Intel's Ronler Acres Plant

Silicon Forest
If the type is too small, Ctrl+ is your friend

Saturday, March 8, 2014

Golden Rule

    I hope you know that the original golden rule is "do unto others as you would have them do unto you". I expect that you are also familiar with the one portrayed in the picture above (He who has the gold makes the rules). While I like the original and try to follow it (the operative word being "try"), the world in general seems to follow the second.
    I've been musing about the "crisis" in the Ukraine, and I remember hearing a while back about how people were upset because Russia was holding up supplies of Natural Gas to the Ukraine and maybe Eastern Europe. So now I'm thinking maybe I should I revise this second rule to refer to black gold instead of metallic gold.
    Western Civilization runs on oil (and natural gas and coal, all hydrocarbons that come out of the ground). so if you are in the West, golden gold will only do you any good if you can exchange it for black gold. That's why we are having so much trouble with the Mid-East. They've figured this out and are flexing their muscles to see how much power they really have.
    Now Ukraine is a big place, not as big as Russia, but bigger than any other country in Europe, so I'm wondering how come they were having this natural gas problem with Russia. Don't they have any of their own? So I go to Wikipedia and I find these somewhat confusing paragraphs:

Fuel resources

Ukraine produces and processes its own natural gas and petroleum. However, the majority of these commodities are imported (and transited), mostly from Russia. Natural gas is heavily utilised not only in energy production but also by steel and chemical industries of the country, as well as by the district heating sector. In 2012, Shell started exploration drilling for shale gas in Ukraine—a project aimed at the nation's total gas supply independence.
Ukraine has sufficient coal reserves and increases its use in electricity generation.

▸ **Requirement A**
Does the post agree with each statement below? Answer yes or no for each, quoting the deciding words of the post. (i) Shell began exploration drilling for shale gas in Ukraine in 2012. (ii) Ukraine is bigger than Russia. (iii) Most of Ukraine's natural gas and petroleum comes from its own production.
▸ **Requirement B**
How would you put this sentence from the post into Spanish: "Ukraine has sufficient coal reserves and increases its use in electricity generation."
▸ **Requirement C**
Quote the post starting with "Western Civilization runs" and going on through "they really have.".
The records that come next are separate material, unrelated to the post.

▸ **Records**
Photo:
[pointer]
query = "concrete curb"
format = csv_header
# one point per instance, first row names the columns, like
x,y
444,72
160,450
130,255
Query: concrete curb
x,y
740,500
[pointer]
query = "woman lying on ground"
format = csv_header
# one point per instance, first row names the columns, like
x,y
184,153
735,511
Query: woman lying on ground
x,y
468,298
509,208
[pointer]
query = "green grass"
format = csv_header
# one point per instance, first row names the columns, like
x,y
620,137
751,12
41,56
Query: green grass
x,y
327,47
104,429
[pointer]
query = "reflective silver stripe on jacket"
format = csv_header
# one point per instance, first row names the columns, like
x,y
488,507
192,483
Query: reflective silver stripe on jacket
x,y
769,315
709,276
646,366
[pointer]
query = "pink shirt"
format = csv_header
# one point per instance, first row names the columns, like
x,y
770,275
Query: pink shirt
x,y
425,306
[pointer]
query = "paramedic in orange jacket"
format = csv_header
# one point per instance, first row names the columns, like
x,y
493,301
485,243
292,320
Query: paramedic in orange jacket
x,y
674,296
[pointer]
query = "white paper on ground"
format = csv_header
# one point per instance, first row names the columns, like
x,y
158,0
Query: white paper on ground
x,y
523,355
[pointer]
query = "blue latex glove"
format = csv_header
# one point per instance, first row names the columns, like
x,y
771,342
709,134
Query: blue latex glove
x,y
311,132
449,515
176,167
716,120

▸ **Exercise answer A**
(i) Yes: "In 2012, Shell started exploration drilling for shale gas in Ukraine"
(ii) No: "not as big as Russia"
(iii) No: "the majority of these commodities are imported (and transited), mostly from Russia"

▸ **Exercise answer B**
Ucrania tiene suficientes reservas de carbón y aumenta su uso en la generación de electricidad.

▸ **Exercise answer C**
Western Civilization runs on oil (and natural gas and coal, all hydrocarbons that come out of the ground). so if you are in the West, golden gold will only do you any good if you can exchange it for black gold. That's why we are having so much trouble with the Mid-East. They've figured this out and are flexing their muscles to see how much power they really have.